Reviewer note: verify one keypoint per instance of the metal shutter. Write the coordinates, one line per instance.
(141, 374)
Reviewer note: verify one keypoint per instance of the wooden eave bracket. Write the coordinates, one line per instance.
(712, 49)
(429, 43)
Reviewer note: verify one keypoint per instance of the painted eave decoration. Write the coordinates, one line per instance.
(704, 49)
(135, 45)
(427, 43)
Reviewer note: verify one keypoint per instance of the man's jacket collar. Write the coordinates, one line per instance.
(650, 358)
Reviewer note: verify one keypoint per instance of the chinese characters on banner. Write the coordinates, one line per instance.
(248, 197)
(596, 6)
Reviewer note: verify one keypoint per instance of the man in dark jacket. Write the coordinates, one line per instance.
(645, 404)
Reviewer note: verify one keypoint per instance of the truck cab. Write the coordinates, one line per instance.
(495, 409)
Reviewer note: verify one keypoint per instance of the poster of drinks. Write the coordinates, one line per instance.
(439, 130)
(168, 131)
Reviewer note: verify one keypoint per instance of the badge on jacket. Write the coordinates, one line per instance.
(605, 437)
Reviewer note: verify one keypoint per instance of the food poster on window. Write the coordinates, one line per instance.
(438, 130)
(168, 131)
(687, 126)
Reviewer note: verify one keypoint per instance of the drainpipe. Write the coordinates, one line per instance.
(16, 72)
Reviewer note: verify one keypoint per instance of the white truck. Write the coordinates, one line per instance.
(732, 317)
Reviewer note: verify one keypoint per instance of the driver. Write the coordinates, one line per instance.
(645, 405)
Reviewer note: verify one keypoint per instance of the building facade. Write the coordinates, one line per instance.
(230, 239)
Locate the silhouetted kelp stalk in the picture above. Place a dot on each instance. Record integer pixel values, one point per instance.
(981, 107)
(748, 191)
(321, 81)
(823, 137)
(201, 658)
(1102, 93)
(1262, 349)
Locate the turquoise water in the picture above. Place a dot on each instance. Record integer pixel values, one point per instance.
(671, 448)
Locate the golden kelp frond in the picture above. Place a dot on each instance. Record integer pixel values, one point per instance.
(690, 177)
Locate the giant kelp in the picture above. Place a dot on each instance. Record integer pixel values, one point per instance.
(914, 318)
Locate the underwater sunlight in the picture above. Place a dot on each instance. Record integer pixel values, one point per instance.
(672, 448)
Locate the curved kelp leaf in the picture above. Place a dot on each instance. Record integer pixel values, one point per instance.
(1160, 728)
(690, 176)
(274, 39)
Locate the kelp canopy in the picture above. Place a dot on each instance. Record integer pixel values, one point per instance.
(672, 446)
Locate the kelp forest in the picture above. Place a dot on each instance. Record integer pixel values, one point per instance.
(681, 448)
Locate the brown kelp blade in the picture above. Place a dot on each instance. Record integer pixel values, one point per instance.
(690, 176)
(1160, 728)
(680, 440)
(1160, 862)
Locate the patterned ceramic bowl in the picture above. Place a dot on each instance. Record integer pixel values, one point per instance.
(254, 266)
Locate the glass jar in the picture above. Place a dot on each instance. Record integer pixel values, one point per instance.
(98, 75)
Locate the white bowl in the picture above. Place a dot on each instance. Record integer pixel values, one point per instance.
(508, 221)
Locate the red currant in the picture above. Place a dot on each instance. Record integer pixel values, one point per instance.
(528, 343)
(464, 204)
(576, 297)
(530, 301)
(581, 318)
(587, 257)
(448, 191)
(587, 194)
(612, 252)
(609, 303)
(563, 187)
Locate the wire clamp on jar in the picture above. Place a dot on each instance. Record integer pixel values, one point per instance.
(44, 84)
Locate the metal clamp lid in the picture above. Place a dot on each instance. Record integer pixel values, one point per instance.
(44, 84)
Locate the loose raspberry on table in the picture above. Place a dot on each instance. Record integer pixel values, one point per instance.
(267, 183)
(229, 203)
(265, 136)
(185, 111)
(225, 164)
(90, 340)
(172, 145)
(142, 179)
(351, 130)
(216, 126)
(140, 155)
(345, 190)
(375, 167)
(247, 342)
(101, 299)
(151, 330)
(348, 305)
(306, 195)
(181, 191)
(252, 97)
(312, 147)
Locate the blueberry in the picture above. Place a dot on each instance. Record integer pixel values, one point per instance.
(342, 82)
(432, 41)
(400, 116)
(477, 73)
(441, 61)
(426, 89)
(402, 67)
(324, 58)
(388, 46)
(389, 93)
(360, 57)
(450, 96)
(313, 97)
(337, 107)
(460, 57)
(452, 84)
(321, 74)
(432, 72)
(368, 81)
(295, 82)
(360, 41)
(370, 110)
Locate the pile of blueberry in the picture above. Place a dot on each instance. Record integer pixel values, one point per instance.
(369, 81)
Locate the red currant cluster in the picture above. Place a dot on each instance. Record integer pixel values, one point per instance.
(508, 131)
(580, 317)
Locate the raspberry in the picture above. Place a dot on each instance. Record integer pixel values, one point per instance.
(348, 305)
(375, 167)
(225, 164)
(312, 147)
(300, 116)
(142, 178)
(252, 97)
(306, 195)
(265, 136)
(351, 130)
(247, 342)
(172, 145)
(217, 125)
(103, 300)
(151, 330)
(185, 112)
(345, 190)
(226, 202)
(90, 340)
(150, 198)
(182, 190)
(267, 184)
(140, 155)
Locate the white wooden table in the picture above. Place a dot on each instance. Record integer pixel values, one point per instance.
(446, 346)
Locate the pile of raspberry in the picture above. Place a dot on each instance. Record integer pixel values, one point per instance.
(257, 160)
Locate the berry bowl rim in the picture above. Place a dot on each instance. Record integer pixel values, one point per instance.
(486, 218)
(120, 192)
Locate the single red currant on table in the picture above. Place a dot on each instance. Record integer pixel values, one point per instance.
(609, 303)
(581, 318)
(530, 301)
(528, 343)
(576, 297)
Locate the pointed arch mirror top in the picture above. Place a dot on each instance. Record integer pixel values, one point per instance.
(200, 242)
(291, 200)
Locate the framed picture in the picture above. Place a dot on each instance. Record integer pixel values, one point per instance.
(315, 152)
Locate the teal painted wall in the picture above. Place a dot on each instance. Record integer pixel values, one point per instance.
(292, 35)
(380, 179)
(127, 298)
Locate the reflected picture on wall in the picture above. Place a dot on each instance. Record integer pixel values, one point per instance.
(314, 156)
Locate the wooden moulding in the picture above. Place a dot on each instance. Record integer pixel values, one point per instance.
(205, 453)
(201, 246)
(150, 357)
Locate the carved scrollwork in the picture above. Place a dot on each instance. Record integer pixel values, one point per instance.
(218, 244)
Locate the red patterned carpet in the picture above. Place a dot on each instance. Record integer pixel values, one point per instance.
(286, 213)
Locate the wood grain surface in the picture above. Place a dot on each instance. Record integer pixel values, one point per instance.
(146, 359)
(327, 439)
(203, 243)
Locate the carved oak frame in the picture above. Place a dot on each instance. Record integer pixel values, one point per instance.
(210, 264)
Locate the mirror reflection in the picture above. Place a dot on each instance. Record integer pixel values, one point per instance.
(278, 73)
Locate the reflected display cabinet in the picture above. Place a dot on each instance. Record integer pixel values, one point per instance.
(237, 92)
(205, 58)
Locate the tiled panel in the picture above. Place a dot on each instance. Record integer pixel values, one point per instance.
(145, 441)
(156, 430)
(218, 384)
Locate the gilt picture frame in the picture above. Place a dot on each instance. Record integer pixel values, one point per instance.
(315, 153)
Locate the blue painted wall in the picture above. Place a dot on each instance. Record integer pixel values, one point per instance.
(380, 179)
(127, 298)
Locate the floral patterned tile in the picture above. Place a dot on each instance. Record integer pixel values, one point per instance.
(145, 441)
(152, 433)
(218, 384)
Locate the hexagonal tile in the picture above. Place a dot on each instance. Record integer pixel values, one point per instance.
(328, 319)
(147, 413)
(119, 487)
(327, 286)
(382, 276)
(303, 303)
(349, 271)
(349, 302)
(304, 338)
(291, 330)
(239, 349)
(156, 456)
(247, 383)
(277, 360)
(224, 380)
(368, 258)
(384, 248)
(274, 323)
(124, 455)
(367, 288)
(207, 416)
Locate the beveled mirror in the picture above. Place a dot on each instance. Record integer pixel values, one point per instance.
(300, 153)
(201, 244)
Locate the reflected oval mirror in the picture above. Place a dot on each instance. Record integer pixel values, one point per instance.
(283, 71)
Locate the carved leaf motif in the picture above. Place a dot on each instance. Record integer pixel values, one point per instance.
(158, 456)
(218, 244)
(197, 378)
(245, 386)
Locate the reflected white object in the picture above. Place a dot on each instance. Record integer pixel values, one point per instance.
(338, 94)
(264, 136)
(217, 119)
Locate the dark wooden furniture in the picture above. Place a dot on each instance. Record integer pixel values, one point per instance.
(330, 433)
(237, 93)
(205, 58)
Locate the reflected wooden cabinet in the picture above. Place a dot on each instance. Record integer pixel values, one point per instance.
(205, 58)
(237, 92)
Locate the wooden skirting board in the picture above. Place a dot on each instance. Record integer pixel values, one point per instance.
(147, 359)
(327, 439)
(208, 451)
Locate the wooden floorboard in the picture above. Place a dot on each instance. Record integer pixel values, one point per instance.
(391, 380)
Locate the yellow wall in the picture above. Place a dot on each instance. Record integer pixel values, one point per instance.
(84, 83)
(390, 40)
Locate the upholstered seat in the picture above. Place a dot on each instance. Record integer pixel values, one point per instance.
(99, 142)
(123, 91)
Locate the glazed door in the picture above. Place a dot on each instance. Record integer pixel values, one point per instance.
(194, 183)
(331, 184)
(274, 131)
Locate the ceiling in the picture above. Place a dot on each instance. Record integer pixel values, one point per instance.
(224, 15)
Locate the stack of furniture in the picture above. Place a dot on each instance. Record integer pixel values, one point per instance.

> **Activity**
The line with "Locate the reflected white" and every line after it up to the end of the entries: output those exactly, and only those.

> **Response to this exercise**
Locate the reflected white object in the picture above. Place a dot on each instance. Record integer pixel values, one point per instance.
(338, 94)
(264, 136)
(217, 119)
Locate the dark wooden furniture in the picture above. Place a dot on each instance. Record integer pixel values, one point per instance.
(330, 433)
(237, 93)
(205, 58)
Locate the reflected wooden cabinet in the picture above. Place a dot on each instance. Record integer pixel values, one point per instance.
(205, 58)
(237, 92)
Locate the wooden skirting board in the picture above. Place a dot on each instance. Record integer pixel values, one point per instance.
(147, 359)
(327, 439)
(208, 451)
Locate the wooden floorboard in the picture above. Place a dot on each instance. Record integer pixel values, one point per instance.
(391, 380)
Locate the yellow wall in the picture above. Place a dot on each instance. Record integer pixel values, one point per instance.
(84, 83)
(390, 40)
Locate the upholstered seat in the picture above. Place a dot on each instance. Record integer pixel values, one point per instance.
(99, 142)
(123, 91)
Locate the glazed door in the picture above. Place a dot on each instance. Record integer pixel values, one point per instance.
(194, 183)
(331, 184)
(274, 131)
Locate the ceiling in the picture above. Place a dot on each instance. Record integer pixel values, one point per instance.
(224, 15)
Locate the stack of furniture in the picture above. Place a dot on each instance. Record integer pixel values, one point per instance.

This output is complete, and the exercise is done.